## SET TASK
Copy out the listing exactly.

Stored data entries
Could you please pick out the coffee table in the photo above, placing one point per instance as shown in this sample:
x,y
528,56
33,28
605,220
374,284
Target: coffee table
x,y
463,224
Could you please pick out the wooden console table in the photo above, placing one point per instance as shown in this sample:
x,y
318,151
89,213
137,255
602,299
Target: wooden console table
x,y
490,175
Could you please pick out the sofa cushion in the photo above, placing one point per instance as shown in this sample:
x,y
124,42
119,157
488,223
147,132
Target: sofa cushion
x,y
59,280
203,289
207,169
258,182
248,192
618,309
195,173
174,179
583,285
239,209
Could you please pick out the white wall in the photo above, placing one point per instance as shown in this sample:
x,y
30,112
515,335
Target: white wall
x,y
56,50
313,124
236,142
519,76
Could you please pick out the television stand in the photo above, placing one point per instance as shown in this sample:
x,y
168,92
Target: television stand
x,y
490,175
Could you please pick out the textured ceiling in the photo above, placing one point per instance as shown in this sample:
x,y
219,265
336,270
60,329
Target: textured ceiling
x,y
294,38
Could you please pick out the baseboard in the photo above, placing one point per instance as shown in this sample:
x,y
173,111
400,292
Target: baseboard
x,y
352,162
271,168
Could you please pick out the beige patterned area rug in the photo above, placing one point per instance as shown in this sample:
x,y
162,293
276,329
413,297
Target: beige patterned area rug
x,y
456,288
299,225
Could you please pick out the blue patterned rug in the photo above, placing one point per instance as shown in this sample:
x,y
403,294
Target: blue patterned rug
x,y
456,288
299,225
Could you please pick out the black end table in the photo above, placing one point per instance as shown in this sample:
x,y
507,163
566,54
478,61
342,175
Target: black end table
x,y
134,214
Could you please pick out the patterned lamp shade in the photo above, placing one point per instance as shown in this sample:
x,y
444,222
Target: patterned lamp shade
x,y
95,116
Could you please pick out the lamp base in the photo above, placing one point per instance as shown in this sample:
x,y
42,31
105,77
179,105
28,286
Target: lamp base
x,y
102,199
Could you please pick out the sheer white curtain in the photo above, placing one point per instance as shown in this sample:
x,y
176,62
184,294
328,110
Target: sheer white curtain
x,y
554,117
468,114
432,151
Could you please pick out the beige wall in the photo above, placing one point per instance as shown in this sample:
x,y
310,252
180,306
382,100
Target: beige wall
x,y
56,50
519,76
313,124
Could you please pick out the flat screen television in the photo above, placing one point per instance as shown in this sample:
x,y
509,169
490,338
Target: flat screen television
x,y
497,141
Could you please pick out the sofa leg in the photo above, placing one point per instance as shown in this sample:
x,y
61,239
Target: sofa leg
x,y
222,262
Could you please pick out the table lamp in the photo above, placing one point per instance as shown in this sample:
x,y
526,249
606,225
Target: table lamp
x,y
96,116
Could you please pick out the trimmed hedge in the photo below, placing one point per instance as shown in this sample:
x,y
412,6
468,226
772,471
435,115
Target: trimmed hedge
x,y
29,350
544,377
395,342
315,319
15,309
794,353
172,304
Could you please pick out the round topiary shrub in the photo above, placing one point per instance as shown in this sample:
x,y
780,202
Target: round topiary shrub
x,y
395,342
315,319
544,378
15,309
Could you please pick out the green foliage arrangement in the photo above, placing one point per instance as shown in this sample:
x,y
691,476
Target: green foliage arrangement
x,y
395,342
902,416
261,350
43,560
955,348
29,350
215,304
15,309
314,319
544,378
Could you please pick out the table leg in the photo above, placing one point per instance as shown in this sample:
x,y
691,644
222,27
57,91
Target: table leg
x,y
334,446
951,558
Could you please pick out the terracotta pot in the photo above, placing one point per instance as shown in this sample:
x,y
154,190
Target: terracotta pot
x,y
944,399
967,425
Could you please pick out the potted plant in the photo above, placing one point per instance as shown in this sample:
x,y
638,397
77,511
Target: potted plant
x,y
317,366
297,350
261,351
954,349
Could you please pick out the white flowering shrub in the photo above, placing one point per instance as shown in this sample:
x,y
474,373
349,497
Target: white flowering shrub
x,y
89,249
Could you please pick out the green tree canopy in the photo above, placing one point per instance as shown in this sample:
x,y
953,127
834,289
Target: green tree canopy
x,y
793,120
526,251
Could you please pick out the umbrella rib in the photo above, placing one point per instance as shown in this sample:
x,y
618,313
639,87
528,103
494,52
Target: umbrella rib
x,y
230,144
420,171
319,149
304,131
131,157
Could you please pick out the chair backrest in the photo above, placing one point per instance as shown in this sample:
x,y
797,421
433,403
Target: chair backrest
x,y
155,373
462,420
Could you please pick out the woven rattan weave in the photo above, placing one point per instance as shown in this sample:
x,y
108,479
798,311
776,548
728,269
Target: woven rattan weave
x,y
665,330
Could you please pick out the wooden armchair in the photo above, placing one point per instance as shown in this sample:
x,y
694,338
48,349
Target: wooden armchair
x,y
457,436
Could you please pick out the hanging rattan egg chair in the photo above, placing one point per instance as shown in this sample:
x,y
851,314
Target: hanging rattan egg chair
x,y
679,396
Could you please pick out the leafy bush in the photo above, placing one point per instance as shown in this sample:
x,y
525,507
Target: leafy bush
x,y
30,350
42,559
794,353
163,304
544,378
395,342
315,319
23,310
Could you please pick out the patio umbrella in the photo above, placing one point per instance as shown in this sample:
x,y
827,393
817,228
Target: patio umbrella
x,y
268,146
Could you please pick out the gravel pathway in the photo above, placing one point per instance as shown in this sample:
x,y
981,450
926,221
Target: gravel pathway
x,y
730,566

## FINISHED EXERCISE
Could you please pick out the coffee table in the photo above, placing one point per instance as shown in this sample:
x,y
528,56
33,28
605,220
374,284
Target: coffee table
x,y
463,224
Could you please pick out the wooden console table in the photo above, placing one point per instance as shown in this sample:
x,y
318,151
89,213
137,255
602,299
Target: wooden console table
x,y
490,175
Could you please pick out the sofa cushion in the photo above, placing one point per instance as shown in this sample:
x,y
124,42
119,157
488,223
147,132
Target: sofa cushion
x,y
59,280
203,289
207,169
258,182
248,192
618,309
195,173
174,179
583,285
239,209
Could you please pick out the white wall in the photo above, placing one point per instance as shown in this sample:
x,y
30,112
515,335
Target: white wall
x,y
56,50
313,124
236,142
519,76
Could you please pick out the television stand in the photo above, placing one point per instance as shown in this sample:
x,y
168,92
Target: television stand
x,y
490,175
Could you please pick out the textured ceiling in the photo above, placing one point per instance as shown in this sample:
x,y
219,265
336,270
60,329
Target: textured ceiling
x,y
294,38
Could you please pick out the baseboard in the photo above, placing one point per instance as shown in this sample:
x,y
173,111
400,292
Target: baseboard
x,y
352,162
271,168
Could you please pick out the beige patterned area rug in the photo above, placing one point per instance as shown in this sample:
x,y
162,293
276,329
413,297
Target: beige patterned area rug
x,y
456,288
299,225
Could you please pick out the blue patterned rug in the photo above, placing one point per instance as shown in this sample:
x,y
403,294
Target: blue patterned rug
x,y
456,288
299,225
Could you please pick out the black end table in the photo above, placing one point per instance as shown in this sample:
x,y
507,163
566,54
478,61
342,175
Target: black end table
x,y
134,214
Could you please pick out the patterned lamp shade in the photo above, placing one point per instance as shown in this sample:
x,y
444,222
Target: patterned lamp shade
x,y
95,116
Could you please pick out the lamp base in the photo above, placing one point per instance as shown in this sample:
x,y
42,31
105,77
179,105
28,286
Target: lamp base
x,y
102,199
Could you please pick out the sheer white curtain in the photo above, placing one point per instance as shown in this sample:
x,y
176,62
184,294
328,110
Target: sheer white curtain
x,y
554,117
468,114
432,151
Could you please pick out the beige wall in the photo above, placing one point per instance as shown in this sample:
x,y
310,252
180,306
382,100
Target: beige wall
x,y
56,50
519,76
313,124
Could you please pick out the flat screen television in the photo above, placing one point per instance as shown in this sample:
x,y
509,169
490,338
Target: flat screen television
x,y
497,141
Could you please pick out the sofa leg in the photo above, placing one point per instance as shown in this sample:
x,y
61,239
Target: sofa leg
x,y
222,262
Could you please pick out the table lamp in the photo above, placing one point per instance as shown in this sample:
x,y
526,249
606,225
Target: table lamp
x,y
96,116
Could you please pick out the trimmed hedge in the photo below, placing one point per instance as shown in this sample:
x,y
412,6
468,226
772,471
435,115
Target: trimmed hedge
x,y
29,350
544,377
395,342
315,319
15,309
794,353
172,304
Could you please pick out the round topiary shrub in the photo above, placing one point per instance as shown in this sample:
x,y
780,202
Target: round topiary shrub
x,y
395,342
315,319
544,378
15,309
Could you please pick out the green foliage arrangement in the photo above, placing one point per instance as shown in this sample:
x,y
691,476
Target: green foliage arrangement
x,y
395,342
902,416
261,350
43,560
955,348
29,350
215,304
15,309
314,319
544,378
Could you please pick out the table leg in the photo above, placing one point per instance as shown in this sample:
x,y
691,644
222,27
57,91
Target: table leg
x,y
334,446
951,558
Could you please pick out the terracotta pot in the photo above, placing one point per instance as shown in this sample:
x,y
154,190
Target: terracotta pot
x,y
944,399
967,425
Could you please pick out the potted plant in the photo above, placing one point per instance as shown in this sample:
x,y
638,397
77,511
Target: potted plant
x,y
317,366
297,350
261,351
954,349
Could you please pick out the white flowering shrub in the photo above, placing one point per instance as shown in this sample:
x,y
474,373
349,497
Target: white flowering shrub
x,y
89,249
Could you please pick out the green tree canopy in the photo above, placing one point per instance as shown in this sample:
x,y
953,127
834,289
Target: green tree canopy
x,y
793,120
526,251
Could you please pick out the umbrella rib in the photo above, placing one point per instance as shown in this sample:
x,y
618,313
639,87
528,103
494,52
Target: umbrella rib
x,y
230,144
420,171
319,149
304,131
131,157
Could you please pick out the chair backrest in the photo above, placing one point per instance as shown in this sample:
x,y
797,421
433,403
Target: chair backrest
x,y
155,373
462,420
Could you please pick out the woven rattan weave in the photo above, placing one point per instance as shown in this sample:
x,y
108,479
798,311
776,548
728,269
Target: woven rattan weave
x,y
665,330
Could you please pick out the wooden armchair in the photo above, placing one point per instance as shown in this sample:
x,y
694,338
48,349
Target: wooden armchair
x,y
457,436
Could you please pick out the hanging rattan egg chair in the photo above, placing one point per instance as shown in this sample:
x,y
851,314
Target: hanging rattan egg chair
x,y
679,396
Could you please pick out the leafy bush in the photo above, placing one point per instance as shown in this sample:
x,y
525,507
Target: leafy bush
x,y
30,350
42,559
794,353
163,304
544,378
395,342
315,319
23,310
Could you please pick out the patio umbrella in the photo above, placing one point per instance as shown in this sample:
x,y
827,393
817,228
Target: patio umbrella
x,y
268,146
Could you please pick out the gravel pathway in the photo above, placing one point per instance as shown in this sample:
x,y
981,450
926,221
Target: gravel pathway
x,y
730,566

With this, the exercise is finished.